EXERCISE DIRECTIONS - In the records below, find the line containing "Target: bottle on counter" and the line containing "Target: cabinet handle"; please repeat exactly the lines from one to the other, both included, and nothing more.

++++++

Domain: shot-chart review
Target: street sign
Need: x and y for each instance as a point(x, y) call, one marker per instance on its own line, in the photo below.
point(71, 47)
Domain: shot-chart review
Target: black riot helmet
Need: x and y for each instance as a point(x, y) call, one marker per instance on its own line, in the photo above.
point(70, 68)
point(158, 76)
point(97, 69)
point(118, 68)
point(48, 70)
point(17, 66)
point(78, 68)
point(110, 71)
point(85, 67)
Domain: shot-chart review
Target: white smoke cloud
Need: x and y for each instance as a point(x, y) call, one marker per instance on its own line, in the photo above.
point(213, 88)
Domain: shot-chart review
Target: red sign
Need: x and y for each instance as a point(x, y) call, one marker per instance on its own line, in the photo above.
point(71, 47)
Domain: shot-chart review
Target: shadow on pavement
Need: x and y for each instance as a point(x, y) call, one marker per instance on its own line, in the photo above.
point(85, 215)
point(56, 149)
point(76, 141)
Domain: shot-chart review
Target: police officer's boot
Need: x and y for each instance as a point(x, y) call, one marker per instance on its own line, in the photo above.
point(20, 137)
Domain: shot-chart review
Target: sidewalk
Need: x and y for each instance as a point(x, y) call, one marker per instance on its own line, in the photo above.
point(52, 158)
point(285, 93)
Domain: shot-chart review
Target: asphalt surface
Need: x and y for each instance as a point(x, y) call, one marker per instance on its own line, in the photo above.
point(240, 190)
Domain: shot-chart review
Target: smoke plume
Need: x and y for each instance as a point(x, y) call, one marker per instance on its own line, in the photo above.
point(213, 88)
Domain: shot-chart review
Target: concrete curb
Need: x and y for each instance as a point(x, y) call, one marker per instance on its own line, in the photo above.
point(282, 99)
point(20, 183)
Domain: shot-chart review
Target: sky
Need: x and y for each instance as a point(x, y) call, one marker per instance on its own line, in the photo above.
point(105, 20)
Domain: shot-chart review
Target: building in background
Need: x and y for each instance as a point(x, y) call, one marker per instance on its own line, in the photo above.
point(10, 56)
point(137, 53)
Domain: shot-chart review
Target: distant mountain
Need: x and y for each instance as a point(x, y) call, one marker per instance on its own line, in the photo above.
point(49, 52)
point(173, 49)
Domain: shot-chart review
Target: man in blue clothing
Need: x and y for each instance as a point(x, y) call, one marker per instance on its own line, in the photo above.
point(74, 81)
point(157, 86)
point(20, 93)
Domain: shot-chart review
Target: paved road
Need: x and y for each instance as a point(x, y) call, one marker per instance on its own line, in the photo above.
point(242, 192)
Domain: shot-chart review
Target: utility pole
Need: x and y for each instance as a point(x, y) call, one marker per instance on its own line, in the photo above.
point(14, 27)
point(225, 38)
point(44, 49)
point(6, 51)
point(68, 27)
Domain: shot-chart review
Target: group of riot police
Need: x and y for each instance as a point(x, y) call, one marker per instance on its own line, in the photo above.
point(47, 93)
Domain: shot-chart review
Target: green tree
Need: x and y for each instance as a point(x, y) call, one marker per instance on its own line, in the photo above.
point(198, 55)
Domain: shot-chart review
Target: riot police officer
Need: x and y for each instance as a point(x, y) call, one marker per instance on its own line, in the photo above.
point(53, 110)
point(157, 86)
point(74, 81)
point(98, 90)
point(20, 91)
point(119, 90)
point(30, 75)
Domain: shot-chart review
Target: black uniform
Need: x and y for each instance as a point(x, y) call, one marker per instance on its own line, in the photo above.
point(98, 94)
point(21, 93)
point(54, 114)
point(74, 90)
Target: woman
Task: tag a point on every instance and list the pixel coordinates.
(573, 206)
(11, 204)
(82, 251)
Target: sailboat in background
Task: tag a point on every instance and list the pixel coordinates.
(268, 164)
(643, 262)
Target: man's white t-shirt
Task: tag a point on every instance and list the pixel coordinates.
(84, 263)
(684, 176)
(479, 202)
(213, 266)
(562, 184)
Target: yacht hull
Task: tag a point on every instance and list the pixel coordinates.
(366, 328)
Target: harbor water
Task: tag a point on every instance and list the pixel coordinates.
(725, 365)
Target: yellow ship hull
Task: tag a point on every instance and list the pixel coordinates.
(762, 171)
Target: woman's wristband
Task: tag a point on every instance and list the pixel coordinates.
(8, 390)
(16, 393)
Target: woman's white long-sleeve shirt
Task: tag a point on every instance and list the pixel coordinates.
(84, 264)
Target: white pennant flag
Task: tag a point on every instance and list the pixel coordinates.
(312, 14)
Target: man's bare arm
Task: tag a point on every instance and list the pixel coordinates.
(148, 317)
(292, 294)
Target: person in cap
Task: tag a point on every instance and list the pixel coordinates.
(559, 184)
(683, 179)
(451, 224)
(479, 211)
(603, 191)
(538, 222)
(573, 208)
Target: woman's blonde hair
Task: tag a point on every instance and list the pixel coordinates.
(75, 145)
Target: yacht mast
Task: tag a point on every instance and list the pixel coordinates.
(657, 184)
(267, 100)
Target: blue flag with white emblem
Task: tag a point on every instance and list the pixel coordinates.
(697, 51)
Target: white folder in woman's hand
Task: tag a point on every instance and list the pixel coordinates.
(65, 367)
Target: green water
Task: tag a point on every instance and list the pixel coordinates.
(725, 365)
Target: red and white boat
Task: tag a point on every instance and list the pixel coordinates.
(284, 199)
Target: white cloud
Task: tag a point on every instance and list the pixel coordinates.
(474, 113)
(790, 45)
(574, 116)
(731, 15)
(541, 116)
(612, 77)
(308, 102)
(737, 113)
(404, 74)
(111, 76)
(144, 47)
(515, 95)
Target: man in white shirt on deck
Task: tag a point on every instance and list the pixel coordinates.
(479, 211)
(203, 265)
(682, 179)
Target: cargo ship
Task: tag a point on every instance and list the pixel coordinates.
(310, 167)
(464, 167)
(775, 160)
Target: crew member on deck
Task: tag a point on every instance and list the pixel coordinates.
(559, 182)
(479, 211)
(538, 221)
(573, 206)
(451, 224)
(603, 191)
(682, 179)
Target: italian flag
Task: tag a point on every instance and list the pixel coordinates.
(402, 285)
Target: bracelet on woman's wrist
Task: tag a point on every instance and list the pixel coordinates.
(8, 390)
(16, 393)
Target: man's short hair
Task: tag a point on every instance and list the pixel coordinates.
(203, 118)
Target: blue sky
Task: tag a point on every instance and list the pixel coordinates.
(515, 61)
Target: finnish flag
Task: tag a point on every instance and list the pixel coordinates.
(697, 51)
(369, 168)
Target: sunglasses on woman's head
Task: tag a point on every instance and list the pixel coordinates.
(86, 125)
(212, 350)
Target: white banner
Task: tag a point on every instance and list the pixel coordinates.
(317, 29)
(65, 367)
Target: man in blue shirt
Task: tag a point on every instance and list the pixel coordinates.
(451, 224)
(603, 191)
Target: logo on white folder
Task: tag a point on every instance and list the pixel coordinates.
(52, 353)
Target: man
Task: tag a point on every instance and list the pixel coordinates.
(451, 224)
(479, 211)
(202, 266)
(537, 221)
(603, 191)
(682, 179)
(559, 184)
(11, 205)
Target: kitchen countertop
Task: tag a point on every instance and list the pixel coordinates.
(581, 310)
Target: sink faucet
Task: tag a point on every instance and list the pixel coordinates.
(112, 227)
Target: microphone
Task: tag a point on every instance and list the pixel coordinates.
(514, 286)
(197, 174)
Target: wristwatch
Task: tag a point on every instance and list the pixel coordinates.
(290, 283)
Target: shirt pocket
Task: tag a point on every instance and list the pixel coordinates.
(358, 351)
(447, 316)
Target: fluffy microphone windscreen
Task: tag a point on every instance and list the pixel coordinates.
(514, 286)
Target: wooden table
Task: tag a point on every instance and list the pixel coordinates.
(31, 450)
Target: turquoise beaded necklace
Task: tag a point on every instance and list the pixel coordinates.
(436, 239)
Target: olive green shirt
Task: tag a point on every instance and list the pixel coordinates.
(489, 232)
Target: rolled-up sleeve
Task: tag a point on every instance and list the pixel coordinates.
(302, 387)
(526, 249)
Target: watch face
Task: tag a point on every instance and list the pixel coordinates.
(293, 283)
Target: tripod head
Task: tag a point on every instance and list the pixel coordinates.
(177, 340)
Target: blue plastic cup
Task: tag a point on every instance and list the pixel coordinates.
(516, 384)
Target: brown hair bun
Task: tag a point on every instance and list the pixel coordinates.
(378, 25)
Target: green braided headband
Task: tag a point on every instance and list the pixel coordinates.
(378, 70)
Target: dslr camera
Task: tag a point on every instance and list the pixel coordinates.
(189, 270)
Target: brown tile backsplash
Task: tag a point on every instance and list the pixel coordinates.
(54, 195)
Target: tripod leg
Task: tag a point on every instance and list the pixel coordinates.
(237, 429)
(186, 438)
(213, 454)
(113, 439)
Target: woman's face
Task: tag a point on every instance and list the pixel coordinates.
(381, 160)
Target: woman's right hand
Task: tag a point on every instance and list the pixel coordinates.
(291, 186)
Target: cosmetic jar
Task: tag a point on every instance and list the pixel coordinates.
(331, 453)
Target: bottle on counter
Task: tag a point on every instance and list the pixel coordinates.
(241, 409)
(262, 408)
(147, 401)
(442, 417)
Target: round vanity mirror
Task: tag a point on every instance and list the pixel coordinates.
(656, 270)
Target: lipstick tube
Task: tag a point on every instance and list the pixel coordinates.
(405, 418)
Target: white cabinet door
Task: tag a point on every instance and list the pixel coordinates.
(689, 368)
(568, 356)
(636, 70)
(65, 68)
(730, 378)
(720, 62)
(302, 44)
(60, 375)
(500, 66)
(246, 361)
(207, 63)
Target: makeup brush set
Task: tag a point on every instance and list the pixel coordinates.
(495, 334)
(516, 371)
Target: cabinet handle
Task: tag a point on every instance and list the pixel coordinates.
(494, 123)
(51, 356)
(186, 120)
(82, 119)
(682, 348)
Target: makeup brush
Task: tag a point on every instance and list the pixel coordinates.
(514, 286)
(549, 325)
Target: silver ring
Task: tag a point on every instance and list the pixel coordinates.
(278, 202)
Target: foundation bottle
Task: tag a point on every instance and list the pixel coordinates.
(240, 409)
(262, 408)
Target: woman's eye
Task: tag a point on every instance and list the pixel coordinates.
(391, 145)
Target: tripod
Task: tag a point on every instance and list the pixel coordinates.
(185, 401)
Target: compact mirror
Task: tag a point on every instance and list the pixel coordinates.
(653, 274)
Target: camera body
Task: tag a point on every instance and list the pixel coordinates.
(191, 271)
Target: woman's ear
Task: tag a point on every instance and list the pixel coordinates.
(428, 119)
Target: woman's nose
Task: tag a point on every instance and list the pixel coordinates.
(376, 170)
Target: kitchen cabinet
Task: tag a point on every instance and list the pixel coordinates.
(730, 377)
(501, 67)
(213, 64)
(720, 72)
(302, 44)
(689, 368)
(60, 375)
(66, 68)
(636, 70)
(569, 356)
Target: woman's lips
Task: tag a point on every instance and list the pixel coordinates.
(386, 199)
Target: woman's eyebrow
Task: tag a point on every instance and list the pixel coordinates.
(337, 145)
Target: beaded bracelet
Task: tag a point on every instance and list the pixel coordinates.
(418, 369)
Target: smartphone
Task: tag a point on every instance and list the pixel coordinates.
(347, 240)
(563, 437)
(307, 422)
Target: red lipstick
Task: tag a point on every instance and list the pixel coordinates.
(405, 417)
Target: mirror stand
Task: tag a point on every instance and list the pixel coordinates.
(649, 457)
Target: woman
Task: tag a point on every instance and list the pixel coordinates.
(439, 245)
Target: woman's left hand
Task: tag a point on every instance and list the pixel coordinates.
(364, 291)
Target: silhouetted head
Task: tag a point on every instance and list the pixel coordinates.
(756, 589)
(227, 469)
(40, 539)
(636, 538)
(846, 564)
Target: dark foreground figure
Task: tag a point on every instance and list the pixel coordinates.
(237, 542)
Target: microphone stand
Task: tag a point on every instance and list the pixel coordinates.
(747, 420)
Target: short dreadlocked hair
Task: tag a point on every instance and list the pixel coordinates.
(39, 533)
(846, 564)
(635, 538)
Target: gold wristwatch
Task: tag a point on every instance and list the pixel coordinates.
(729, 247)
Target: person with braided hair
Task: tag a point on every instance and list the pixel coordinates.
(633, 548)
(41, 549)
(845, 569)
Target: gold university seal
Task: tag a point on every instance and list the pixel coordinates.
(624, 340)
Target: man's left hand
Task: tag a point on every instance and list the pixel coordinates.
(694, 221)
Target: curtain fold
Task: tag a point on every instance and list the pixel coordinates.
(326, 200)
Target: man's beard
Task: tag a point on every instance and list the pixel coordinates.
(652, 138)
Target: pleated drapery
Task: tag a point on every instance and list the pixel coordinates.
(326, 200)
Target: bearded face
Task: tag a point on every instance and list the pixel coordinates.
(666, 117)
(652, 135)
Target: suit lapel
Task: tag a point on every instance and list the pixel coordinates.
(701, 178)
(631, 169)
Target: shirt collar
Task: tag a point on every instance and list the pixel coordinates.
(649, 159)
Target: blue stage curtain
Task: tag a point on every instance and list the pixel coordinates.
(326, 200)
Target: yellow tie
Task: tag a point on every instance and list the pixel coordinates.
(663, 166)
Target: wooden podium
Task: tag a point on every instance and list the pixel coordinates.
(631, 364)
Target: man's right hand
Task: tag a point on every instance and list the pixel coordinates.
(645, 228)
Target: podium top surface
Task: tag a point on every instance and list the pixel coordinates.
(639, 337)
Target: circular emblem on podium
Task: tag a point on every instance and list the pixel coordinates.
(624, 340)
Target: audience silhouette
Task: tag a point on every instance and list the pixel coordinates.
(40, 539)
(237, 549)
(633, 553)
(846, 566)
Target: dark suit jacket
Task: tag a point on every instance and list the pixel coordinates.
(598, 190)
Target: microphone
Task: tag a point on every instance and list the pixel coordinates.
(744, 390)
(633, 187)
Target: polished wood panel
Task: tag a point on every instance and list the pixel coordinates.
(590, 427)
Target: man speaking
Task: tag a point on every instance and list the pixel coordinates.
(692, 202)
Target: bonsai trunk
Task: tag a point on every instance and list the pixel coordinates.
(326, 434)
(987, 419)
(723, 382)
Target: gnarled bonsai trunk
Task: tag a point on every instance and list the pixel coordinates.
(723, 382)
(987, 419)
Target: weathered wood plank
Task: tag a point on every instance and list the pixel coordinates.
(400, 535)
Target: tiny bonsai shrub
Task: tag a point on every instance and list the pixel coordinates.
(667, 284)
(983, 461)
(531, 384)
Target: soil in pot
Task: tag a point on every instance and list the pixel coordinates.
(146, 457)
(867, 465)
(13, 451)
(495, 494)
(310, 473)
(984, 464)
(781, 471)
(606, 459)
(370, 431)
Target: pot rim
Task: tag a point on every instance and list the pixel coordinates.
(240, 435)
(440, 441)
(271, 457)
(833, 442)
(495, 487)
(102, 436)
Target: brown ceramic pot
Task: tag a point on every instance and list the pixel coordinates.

++++++

SOLUTION TO THE EXERCISE -
Target: bottle on counter
Task: tag a point on every instance and list the pixel coordinates.
(241, 409)
(262, 408)
(147, 401)
(442, 417)
Target: round vanity mirror
Task: tag a point on every instance and list the pixel coordinates.
(656, 270)
Target: lipstick tube
Task: tag a point on every instance and list the pixel coordinates.
(405, 418)
Target: white cabinet door
Task: tag a point on every instance and list the pixel coordinates.
(689, 368)
(568, 356)
(636, 70)
(65, 68)
(730, 378)
(720, 62)
(302, 44)
(60, 375)
(500, 66)
(246, 361)
(207, 63)
Target: makeup brush set
Task: tag a point on every instance and list the pixel coordinates.
(495, 334)
(516, 371)
Target: cabinet handle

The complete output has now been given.